— Task objective —
In your copy, leave out the pictures and repeat the entries below exactly.

Records of labeled points
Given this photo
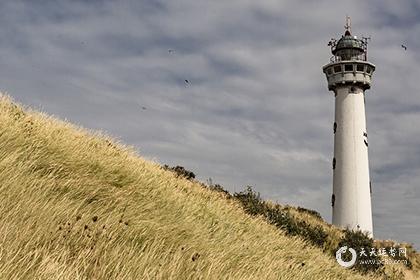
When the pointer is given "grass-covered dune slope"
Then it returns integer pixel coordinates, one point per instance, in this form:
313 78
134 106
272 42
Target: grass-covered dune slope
76 205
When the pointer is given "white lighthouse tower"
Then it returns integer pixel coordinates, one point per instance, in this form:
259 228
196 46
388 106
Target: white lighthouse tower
349 74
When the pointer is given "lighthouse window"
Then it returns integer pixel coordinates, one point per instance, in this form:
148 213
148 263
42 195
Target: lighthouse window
337 69
360 67
348 67
329 71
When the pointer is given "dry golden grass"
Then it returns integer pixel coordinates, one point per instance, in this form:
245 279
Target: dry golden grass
75 205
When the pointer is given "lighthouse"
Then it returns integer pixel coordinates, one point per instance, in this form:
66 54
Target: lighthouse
349 75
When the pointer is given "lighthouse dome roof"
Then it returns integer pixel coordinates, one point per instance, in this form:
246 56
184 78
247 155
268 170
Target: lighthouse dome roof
348 42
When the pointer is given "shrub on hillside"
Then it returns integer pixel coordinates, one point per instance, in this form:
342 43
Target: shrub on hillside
281 218
310 212
180 171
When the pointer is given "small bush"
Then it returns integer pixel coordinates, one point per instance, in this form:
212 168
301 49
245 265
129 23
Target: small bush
180 171
281 218
310 212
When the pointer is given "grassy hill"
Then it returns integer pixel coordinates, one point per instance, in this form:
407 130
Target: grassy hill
78 205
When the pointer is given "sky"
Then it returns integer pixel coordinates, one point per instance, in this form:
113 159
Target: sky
256 109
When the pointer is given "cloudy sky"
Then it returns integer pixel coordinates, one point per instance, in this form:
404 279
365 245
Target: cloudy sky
256 110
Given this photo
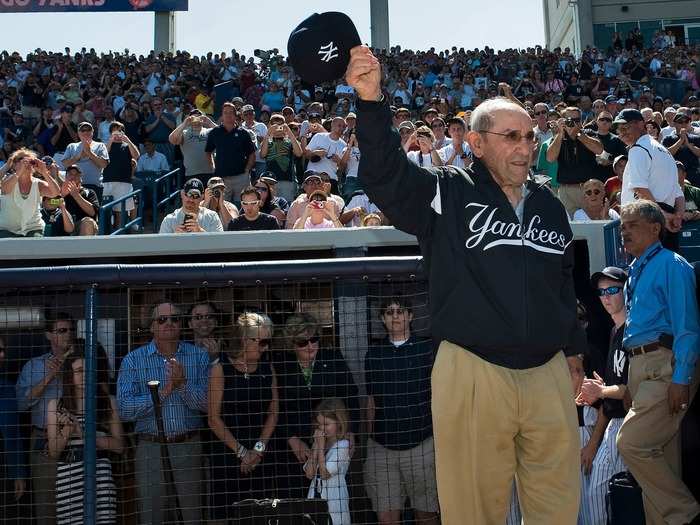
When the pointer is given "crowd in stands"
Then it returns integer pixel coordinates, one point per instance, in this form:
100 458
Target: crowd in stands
114 117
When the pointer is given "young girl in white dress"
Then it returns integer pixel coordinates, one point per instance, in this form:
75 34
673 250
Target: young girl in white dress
330 459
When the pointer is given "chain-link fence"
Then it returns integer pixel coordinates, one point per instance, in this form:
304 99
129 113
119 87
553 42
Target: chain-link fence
172 393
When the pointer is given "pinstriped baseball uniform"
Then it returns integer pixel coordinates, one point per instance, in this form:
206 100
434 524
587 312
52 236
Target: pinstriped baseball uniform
608 461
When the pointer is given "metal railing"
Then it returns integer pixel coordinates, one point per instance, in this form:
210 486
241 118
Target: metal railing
124 226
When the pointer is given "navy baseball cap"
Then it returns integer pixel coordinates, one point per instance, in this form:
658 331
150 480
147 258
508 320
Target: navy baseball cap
319 47
628 115
611 272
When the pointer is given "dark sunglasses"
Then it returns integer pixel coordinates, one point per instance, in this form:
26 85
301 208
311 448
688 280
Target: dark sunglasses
162 319
303 342
610 290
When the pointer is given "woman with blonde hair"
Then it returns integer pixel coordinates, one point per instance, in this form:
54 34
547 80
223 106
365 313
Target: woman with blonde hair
243 408
22 191
307 375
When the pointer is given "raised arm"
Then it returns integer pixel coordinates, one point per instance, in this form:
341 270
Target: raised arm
402 190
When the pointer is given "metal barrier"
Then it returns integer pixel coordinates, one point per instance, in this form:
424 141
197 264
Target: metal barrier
105 223
161 189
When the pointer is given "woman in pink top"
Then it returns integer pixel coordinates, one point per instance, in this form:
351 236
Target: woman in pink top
317 215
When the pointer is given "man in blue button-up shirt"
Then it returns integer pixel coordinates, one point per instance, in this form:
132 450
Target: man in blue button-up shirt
182 370
661 338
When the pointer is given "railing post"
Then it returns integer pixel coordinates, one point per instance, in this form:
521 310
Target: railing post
89 433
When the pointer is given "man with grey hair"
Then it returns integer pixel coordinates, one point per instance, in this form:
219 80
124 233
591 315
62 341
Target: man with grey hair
486 231
182 370
661 339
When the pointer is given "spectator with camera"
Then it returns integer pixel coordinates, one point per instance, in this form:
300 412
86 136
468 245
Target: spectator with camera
214 200
575 150
191 135
158 126
21 195
151 159
252 218
317 215
596 206
81 202
427 155
457 153
325 151
612 147
235 152
684 144
192 217
117 176
280 148
90 156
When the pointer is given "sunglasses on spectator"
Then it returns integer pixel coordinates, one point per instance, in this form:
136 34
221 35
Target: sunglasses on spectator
162 319
303 342
610 290
514 137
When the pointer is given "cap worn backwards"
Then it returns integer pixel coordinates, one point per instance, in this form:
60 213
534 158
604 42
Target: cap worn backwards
319 47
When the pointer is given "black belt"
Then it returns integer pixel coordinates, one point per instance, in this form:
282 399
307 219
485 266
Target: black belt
179 438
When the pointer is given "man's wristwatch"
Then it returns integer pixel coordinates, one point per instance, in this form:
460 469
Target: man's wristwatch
260 447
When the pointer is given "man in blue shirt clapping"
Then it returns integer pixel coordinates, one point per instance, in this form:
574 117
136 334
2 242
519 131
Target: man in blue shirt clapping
661 340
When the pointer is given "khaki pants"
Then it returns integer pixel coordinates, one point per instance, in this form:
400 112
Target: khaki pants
649 440
492 423
571 196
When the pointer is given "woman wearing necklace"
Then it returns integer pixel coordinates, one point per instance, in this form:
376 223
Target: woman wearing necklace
65 417
243 407
307 375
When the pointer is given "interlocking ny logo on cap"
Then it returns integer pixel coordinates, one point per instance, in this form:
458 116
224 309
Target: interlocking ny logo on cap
328 52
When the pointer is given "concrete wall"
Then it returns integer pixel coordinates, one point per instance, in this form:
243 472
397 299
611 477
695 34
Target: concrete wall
608 11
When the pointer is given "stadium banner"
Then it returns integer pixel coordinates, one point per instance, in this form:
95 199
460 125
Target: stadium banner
89 6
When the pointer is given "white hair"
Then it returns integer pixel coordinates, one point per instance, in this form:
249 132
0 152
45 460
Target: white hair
482 118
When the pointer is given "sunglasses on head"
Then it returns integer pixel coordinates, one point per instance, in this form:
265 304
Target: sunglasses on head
610 290
162 319
303 342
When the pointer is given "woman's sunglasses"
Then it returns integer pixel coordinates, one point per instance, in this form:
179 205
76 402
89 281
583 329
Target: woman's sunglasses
610 290
303 342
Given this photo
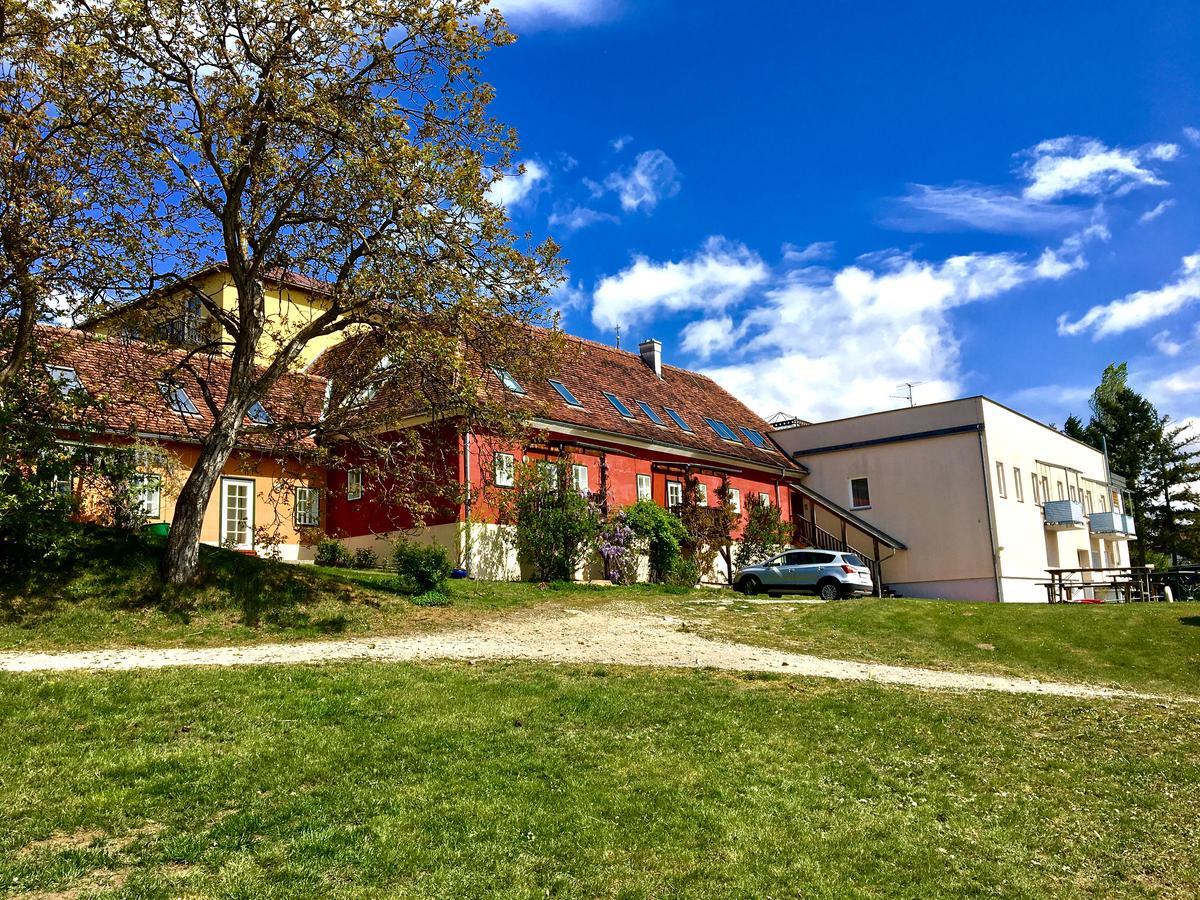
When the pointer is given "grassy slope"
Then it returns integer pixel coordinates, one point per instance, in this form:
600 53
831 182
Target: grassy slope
1153 647
523 780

— Task answer —
Given this photo
When the pointer is given "grass-covered dune slope"
Then it returns integer pixel coordinates, one point per instance, in this form:
313 78
134 106
272 42
Target: grass-covered dune slope
76 205
When the pointer is given "white lighthouse tower"
Then it returns integer pixel coordinates, one point per instance, in this form:
259 228
196 46
388 106
Target: white lighthouse tower
349 74
When the pointer is given "lighthouse window"
Then it returns integer pixel coordinates, one point per instance, in this form:
148 213
148 263
42 195
Target: lighthouse window
337 69
360 67
348 67
329 71
When the pointer is given "dry golden grass"
Then it returns integer pixel coordinates, one point per instance, in this form:
245 279
Target: dry golden grass
75 205
When the pointer is given "lighthouse"
Then it returns integer pixel coordinates, one point per instance, in this form:
66 54
Target: lighthouse
349 75
When the pointer is given "lighthouse dome roof"
Then it returns integer pixel coordinates, one point per instance, in this form:
246 56
184 78
247 155
268 170
Target: lighthouse dome roof
348 42
When the pointer is given "shrub on hillside"
Then it returns integer pixel coordinates, one point per instance, in this form:
342 43
Target: shrub on hillside
281 218
310 212
180 171
When the pointer is given "small bush"
Then it returns integer pixel coordinates, one point per instance, in this form:
212 168
301 49
245 265
129 23
Target: small bush
180 171
281 218
310 212
When the pointer is given "grassy hill"
Then it returns integer pixel coordinates, one point per instance, in this form:
407 130
Target: grassy hill
78 205
When the pointer is given "sky"
Then it returns integer pixel coordinates, one point per instance, in this form:
113 159
Target: sky
256 109
When the pointer is given "cloudy sky"
Then it returns integer pixel coordinates, one point per instance, in this form:
404 279
365 245
Target: cloudy sky
256 110
Given this photo
When the pointer is given "crowd in stands"
Then it returns integer pixel coordinates, one point per instance, in this form:
100 458
Target: crowd in stands
114 117
When the pointer is given "young girl in white dress"
Then it returns integer pixel coordinates, one point per instance, in this form:
75 34
673 250
Target: young girl in white dress
330 459
When the pointer is given "chain-link fence"
Then it returns integer pixel coordinates, one point per instance, in this form:
304 99
129 113
119 87
553 42
Target: chain-link fence
172 393
When the pointer is given "pinstriped baseball uniform"
Then it returns integer pixel coordinates, one point per instance, in this form:
206 100
434 524
587 312
52 236
Target: pinstriped baseball uniform
608 461
When the pointer is given "metal railing"
Then it returns integer pixel coordinates, one point per instance, in this form:
210 486
241 118
Target: metal railing
124 226
When the pointer is given "navy baseball cap"
Then it returns integer pixel coordinates, one point per instance, in this form:
658 331
150 480
147 258
508 320
Target: navy baseball cap
319 47
628 115
611 272
When the pointer is given "dark sunglasses"
Then it returns integer pixel coordinates, one point per instance, in this form:
26 85
301 208
311 448
688 280
Target: dark sunglasses
162 319
303 342
610 290
When the pointer is given "woman with blonde hair"
Then it returns integer pixel coordinates, one point per instance, in this form:
54 34
547 80
223 106
365 313
Target: woman with blonde hair
243 408
22 191
307 375
When the pointer is given "raised arm"
Then it returns integer pixel coordinates, one point per instance, in this form:
341 270
Target: raised arm
402 190
When the pointer is given "metal barrier"
Then it returns integer pixel coordinates, one point per instance, in this form:
424 141
197 264
Target: metal barrier
105 223
161 189
When the pointer is given "woman in pink top"
Then it returns integer pixel coordinates, one point per instance, in this form:
351 236
Target: woman in pink top
317 215
When the pointer is given "man in blue button-up shirt"
Then it returns integer pixel coordinates, one point per instance, in this form:
132 450
Target: man in blue button-up shirt
182 370
661 338
When the pointer is given "railing post"
Then it returns integer pixel coordinates, one point per instance, in this form:
521 310
Target: railing post
89 433
When the pointer is given "man with grey hair"
Then it returns integer pixel coordinates, one point per instance, in this form:
219 80
124 233
591 315
62 341
Target: man with grey hair
486 231
182 370
661 339
When the pointer is given "spectator with camera"
Then it returns integer pixel coordinates, one point per instance, in this form:
300 412
86 136
468 245
Target: spectator with camera
214 200
575 150
191 135
158 126
21 195
151 159
252 218
317 215
596 206
81 202
427 155
457 153
325 151
612 147
235 152
684 144
192 217
117 176
280 148
90 156
When the pointer is given "sunglasses on spectator"
Then it returns integer pixel coordinates, one point per instance, in this form:
136 34
221 35
Target: sunglasses on spectator
162 319
303 342
610 290
514 137
When the pointer is given "cap worn backwards"
Then it returns integer pixel coordinates, one point per instance, in this form:
60 213
534 158
604 42
Target: cap worn backwards
319 47
When the pointer is given "black belt"
Then it returns integer pixel coordinates, one point per instance, in this form:
282 399
307 219
485 266
Target: black belt
179 438
When the pointer is given "man's wristwatch"
Then it returns integer pixel coordinates, one point per instance, in this form:
460 469
Target: man's wristwatch
260 447
When the pointer is given "man in blue shirt clapping"
Then it returns integer pixel coordinates, one point per instance, in this form:
574 117
136 334
2 242
519 131
Target: man in blue shirt clapping
661 340
When the pointer is given "khaki pants"
Then it returns integer pixel coordinates, one point per instance, in this form:
400 112
Target: khaki pants
649 440
492 423
571 196
When the pointer is given "woman wearing necklace"
Then it returns integer pixel coordinates, one point per instance, in this form:
376 223
Target: woman wearing necklace
65 417
243 407
307 375
When the pointer is given "interlocking ny logo on cap"
Then it returns integer pixel coordinates, one point per instance, in this form:
458 116
224 309
Target: interlocking ny logo on cap
328 52
When the pointer is given "concrete wall"
Then it returns integer pixel coordinates, one point per instance, in this form:
243 472
397 299
611 477
695 34
Target: concrete wall
608 11
When the pointer is given "stadium banner"
Then it returns integer pixel coordinates, one point per instance, in this form:
95 199
460 125
Target: stadium banner
89 6
When the pointer is given "white hair"
Then it returns integer pixel coordinates, one point per instance, in this form:
249 132
0 152
45 460
Target: white hair
482 118
When the pointer is given "sunglasses on head"
Then it returns integer pixel coordinates, one point per instance, in this form:
265 304
Target: sunglasses on head
610 290
162 319
303 342
When the pointer is given "woman's sunglasses"
Then it returns integer pixel coordinates, one point per instance, in this form:
179 205
76 402
89 281
583 329
Target: woman's sunglasses
610 290
303 342
Given this photo
When the pointer is given "grassy slope"
Then it returns integer pixel coordinates, one point per instance, in this form:
600 53
831 182
Target: grassy slope
1153 647
523 780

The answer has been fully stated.